▶ Written instruction 1: Extract every line of the records below that contains the string "roof".
--------------------------------
= Peter Bird (rower) =

British rower (1947–1996)

Peter Bird (19 February 1947 – 1996) was a British ocean rower who, in 1983, became the first person to row non-stop and solo across the Pacific from east to west when he completed his journey from America to Australia.

== Atlantic ==
Bird first became interested in ocean rowing in 1968 when he read about the Atlantic crossings by John Fairfax, Chay Blyth and John Ridgway. Then, while selling silk paintings door to door he met Derek King, who had just rowed around Ireland in a small boat. King was planning to row around the world and invited Bird to join. The two only managed to cross the Atlantic however and having run out of money were forced to return home.

== Pacific ==

=== First attempt ===
Bird next decided that he would try to row the Pacific solo. He set off from San Francisco on 23 August 1982, having already failed in one earlier attempt in 1981. 294 days later and within a quarter of a mile of the Great Barrier Reef Bird was rescued by the Australian Navy. However, because of how close he was to land when he received the tow (26 nautical miles) he is widely accepted as the first person to complete the solo, non-stop row across the Pacific from east to west by both the adjudicators for the sport, The Ocean Rowing Society and Guinness World Records.
--------------------------------
▶ Written instruction 2: Carry on the article about rower Peter Bird, starting right after its last sentence.
--------------------------------
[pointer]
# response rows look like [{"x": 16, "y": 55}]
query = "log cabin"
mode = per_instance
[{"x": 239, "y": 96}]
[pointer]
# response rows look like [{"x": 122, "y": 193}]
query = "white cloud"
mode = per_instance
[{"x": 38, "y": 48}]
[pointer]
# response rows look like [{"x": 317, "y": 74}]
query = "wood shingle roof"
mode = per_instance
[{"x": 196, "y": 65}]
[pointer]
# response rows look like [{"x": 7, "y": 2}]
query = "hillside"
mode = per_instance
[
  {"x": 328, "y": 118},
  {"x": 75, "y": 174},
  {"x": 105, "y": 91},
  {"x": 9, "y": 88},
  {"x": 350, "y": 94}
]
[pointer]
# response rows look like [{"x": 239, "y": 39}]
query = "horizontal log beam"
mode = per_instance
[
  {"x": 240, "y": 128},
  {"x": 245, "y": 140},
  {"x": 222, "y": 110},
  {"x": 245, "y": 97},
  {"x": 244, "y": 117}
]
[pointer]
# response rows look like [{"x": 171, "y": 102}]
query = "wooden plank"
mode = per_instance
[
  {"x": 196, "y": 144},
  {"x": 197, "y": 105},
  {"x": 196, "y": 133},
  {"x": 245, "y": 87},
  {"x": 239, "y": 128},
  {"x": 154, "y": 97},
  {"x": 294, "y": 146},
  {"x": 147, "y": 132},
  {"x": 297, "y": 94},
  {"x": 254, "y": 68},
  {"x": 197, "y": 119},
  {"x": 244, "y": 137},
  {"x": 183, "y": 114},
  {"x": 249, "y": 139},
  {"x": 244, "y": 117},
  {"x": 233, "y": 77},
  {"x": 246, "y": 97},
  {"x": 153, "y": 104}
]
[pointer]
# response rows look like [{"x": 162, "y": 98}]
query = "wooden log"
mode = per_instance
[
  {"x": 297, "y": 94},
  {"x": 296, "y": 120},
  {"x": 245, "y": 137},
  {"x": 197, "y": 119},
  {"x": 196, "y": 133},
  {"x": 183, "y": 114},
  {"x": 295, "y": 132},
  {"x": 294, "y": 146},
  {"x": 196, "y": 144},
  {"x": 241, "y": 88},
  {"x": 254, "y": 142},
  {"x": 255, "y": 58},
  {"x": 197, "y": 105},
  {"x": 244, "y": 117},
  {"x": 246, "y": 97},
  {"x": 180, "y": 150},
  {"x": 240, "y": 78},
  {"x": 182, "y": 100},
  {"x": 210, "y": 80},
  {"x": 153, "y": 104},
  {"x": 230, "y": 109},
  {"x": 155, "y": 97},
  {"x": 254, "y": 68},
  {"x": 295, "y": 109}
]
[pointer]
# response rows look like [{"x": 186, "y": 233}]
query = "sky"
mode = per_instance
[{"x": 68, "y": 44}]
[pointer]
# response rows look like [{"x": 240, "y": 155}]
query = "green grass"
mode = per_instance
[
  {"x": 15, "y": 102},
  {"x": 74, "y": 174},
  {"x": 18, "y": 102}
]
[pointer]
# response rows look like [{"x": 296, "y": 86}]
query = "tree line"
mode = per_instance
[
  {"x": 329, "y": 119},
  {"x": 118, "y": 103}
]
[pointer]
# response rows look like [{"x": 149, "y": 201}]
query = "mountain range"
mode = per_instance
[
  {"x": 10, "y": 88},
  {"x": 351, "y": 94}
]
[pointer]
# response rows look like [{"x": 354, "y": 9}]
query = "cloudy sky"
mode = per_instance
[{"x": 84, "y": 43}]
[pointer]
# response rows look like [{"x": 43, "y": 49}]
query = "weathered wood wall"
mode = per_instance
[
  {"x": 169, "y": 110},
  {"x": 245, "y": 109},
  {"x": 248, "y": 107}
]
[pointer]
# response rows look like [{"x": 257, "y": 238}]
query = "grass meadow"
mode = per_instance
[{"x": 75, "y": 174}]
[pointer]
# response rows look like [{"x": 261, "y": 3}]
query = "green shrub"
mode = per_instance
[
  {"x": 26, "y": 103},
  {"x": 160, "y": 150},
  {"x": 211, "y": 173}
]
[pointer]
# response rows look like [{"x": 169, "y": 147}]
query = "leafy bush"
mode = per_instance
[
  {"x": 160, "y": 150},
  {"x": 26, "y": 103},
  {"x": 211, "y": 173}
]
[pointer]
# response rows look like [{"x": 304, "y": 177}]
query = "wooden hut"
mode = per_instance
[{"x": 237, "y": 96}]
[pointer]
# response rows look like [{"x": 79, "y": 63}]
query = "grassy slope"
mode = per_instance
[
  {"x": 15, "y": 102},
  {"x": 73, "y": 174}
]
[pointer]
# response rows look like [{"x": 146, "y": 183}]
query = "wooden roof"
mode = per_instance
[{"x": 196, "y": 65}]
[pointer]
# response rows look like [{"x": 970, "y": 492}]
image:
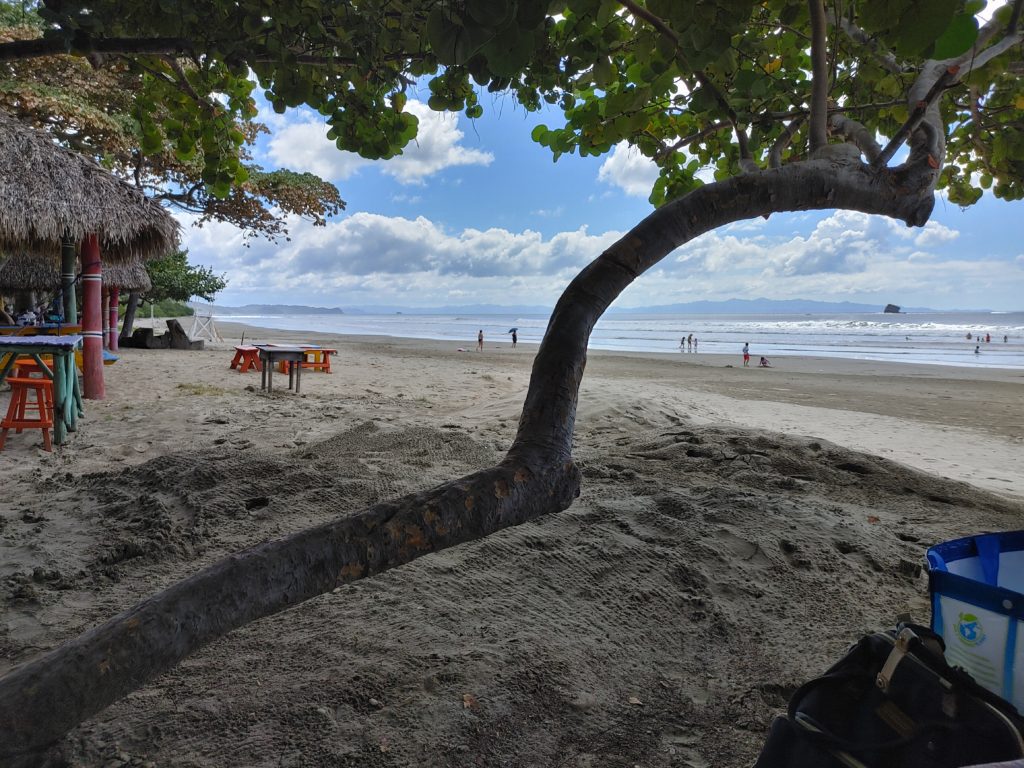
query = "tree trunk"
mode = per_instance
[
  {"x": 41, "y": 700},
  {"x": 127, "y": 326}
]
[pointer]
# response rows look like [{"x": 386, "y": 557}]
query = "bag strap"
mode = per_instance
[{"x": 815, "y": 731}]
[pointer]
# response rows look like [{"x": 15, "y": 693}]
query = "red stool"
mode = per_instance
[{"x": 17, "y": 412}]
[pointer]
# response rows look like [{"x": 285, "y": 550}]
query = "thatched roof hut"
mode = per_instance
[
  {"x": 130, "y": 276},
  {"x": 47, "y": 192},
  {"x": 23, "y": 271},
  {"x": 20, "y": 271}
]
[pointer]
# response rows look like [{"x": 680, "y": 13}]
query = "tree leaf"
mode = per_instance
[{"x": 958, "y": 37}]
--------------------------------
▶ Task answer 1:
query = "wood shingle roof"
query = "wooden roof"
query = "thatched roof hut"

▶ Task answer 2:
His partner Polly gave birth to their son, Louis, in December 1991.

=== Second attempt ===
Bird continued to participate in ocean rowing and he later decided to row the Pacific again but in the other direction from Russia to the US. Bird’s luck did not improve and between 1992 and 1995 he made a further four attempts to row solo across the North Pacific Ocean including one attempt extending for 304 days at sea. In 1996 he attempted the route a fifth time and set out from Nakhodka, Russia on 27 March 1996. On 3 June 1996, the Russian Rescue Centre picked up an emergency signal from him. A few hours later Bird's badly damaged boat was found with no sign of him.

Bird, together with Kenneth Crutchlow was a cofounder of the Ocean Rowing Society.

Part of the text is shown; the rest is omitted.